** BRIEF **
Copy the lines below exactly as they appear.

** Pointing records **
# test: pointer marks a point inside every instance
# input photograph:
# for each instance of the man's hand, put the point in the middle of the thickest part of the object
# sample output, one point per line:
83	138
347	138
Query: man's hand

** THE RESULT **
# test: pointer marks a point inside every instance
# input photograph:
# for each instance of the man's hand, put the point in the middle of the thickest part of the object
# sample output, one point per line:
83	138
347	138
Query: man's hand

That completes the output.